++++ Material shown ++++
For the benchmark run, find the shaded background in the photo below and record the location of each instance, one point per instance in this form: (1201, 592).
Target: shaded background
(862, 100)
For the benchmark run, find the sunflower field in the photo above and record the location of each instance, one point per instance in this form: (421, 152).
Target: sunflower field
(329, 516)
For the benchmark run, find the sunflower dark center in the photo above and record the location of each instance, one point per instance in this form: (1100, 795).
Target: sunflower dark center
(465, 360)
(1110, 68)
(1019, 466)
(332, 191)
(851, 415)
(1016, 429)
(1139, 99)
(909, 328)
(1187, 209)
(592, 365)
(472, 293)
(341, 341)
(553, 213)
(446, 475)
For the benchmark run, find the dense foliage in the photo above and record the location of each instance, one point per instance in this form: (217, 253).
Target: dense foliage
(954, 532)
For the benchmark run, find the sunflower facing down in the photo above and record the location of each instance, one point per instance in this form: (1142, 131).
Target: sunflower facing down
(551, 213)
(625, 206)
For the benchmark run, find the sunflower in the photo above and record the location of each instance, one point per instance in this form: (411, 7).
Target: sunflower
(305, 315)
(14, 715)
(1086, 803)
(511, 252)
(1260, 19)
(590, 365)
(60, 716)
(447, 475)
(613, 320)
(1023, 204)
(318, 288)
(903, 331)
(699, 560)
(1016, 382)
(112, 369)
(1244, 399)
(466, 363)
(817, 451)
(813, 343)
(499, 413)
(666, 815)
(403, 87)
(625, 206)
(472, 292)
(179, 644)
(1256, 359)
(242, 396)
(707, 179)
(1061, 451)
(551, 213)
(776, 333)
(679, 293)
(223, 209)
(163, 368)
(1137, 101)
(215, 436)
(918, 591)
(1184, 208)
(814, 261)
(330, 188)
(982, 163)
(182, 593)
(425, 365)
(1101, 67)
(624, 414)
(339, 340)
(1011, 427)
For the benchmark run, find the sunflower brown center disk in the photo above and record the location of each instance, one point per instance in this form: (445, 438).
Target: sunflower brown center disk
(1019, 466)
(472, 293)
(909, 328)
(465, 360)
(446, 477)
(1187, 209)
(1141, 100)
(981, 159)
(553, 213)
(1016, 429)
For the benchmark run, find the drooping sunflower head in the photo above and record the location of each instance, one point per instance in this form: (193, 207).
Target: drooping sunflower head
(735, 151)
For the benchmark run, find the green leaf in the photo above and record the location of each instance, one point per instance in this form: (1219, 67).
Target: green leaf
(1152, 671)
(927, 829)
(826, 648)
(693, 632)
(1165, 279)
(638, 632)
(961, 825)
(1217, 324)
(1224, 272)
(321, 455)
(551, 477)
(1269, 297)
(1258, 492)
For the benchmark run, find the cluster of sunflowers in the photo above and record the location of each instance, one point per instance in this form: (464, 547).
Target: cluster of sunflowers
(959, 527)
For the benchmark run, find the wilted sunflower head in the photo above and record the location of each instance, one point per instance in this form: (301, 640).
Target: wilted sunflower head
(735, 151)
++++
- [Given problem]: Reproduce all of the entries word for word.

- [Correct result]:
For the benchmark run, find the shaded background in the photo below and record the location of each instance, one point per instance in this form: (1201, 592).
Target: shaded background
(862, 100)
For the benchmark run, find the sunflower field in the photo above and record the location of each instance, one point per instance in this form: (421, 152).
Target: sunflower field
(329, 516)
For the benchmark run, find the sunflower dark center in the photo above and record the location of each instance, one point per instance in this form: (1100, 795).
Target: sunflower dark center
(465, 360)
(1110, 68)
(1019, 466)
(332, 191)
(851, 415)
(1016, 429)
(1139, 99)
(909, 328)
(1187, 209)
(592, 365)
(472, 293)
(341, 341)
(553, 213)
(446, 475)
For the benchmark run, find the dense foliage in the photo above and record the location of each instance, one point per instance in this form: (217, 253).
Target: dense foliage
(954, 532)
For the benchmark run, find the sunflower facing down in the photo above and record the location of each instance, one point per instance in this form: (1142, 131).
Target: sunflower facing down
(551, 213)
(625, 206)
For the benchmark run, find the sunflower in the photo above and record the location of each instance, one point per instance in this form: (411, 7).
Target: sunflower
(305, 315)
(14, 715)
(1086, 803)
(511, 252)
(1260, 19)
(590, 365)
(60, 716)
(447, 475)
(613, 320)
(1023, 204)
(318, 288)
(903, 331)
(699, 560)
(1016, 382)
(112, 369)
(1244, 399)
(466, 363)
(817, 451)
(813, 343)
(499, 413)
(666, 815)
(403, 87)
(625, 206)
(472, 292)
(179, 644)
(1256, 359)
(242, 396)
(707, 179)
(1061, 451)
(551, 213)
(776, 333)
(679, 293)
(223, 209)
(163, 368)
(1137, 101)
(215, 436)
(918, 591)
(1184, 208)
(814, 261)
(330, 188)
(982, 163)
(182, 593)
(425, 365)
(1101, 67)
(624, 414)
(339, 340)
(1011, 427)
For the benchmark run, find the sunflower brown center disk in the photo above and record the location of each instance, one point per instance in this form: (445, 438).
Target: sunflower brown center disk
(1019, 466)
(472, 293)
(909, 328)
(465, 360)
(446, 477)
(1187, 209)
(1141, 100)
(981, 159)
(553, 213)
(1016, 429)
For the benchmark run, find the drooping sunflower head in the photo above and record the location of each instance, one point per instance in this form: (193, 207).
Target: drooping sunflower head
(735, 151)
For the benchmark run, find the green leaf in the photo above and record the location of each instance, one point per instance in this form: (1219, 67).
Target: green leaf
(1152, 671)
(927, 829)
(826, 648)
(693, 632)
(1165, 279)
(638, 632)
(961, 825)
(1217, 324)
(1224, 272)
(321, 455)
(551, 477)
(1269, 297)
(1258, 492)
For the benchmark run, find the cluster of sunflowers in the photo above and record the location of each instance, one point per instance in this form: (464, 547).
Target: cluster of sunflowers
(959, 527)
For the benchmark run, find the wilted sunflower head in the photo above and record the location of each instance, one point per instance in this form: (301, 640).
Target: wilted sunflower head
(735, 151)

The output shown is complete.